Return each line of the records with nothing changed, pictures excepted.

-- RECORDS TO PROCESS start --

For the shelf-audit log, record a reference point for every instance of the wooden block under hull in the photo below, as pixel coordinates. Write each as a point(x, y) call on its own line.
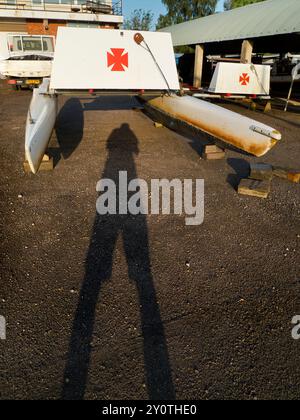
point(254, 188)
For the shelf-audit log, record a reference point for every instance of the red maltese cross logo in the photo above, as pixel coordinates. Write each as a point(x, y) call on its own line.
point(244, 79)
point(117, 60)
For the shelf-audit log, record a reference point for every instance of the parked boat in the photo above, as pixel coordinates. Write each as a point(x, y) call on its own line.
point(231, 128)
point(40, 123)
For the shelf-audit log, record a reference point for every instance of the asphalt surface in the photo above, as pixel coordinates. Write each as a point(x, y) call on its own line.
point(144, 307)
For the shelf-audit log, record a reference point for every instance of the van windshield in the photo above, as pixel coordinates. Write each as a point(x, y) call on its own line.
point(19, 43)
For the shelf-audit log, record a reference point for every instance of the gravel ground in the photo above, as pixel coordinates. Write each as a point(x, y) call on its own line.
point(144, 307)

-- RECORDS TO PROCESS end --

| WRITTEN RESPONSE |
For the shelf-audit log, record a reference point for every instance of the wooden block under hull in the photo below, as pixel coordinates. Write each as a point(x, y) call on its own line.
point(254, 188)
For the shelf-audit log, record a reference point for every instance of the red maltese cross logo in the photo above, as pixel coordinates. Write each as a point(x, y) call on its own line.
point(244, 79)
point(117, 60)
For the shelf-audit log, record a reference point for every instance of the parked boat in the photo above, as pixel coordinates. Write each as a point(x, y) call on its own line.
point(231, 128)
point(40, 123)
For the shelf-audit log, record a reference point for every instance of the asphalt surface in the photo above, as pixel coordinates. Write each as a point(x, y) call on its own line.
point(144, 307)
For the shelf-audit log, record a reference point for every instance of the van windshield in the photo above, as pixel coordinates. Write each as a point(x, y) call on its own line.
point(19, 43)
For the shelf-audit log, record a reference point for every instance of the gravel ground in the photo above, as pixel coordinates. Write each as a point(x, y) call on its own line.
point(144, 307)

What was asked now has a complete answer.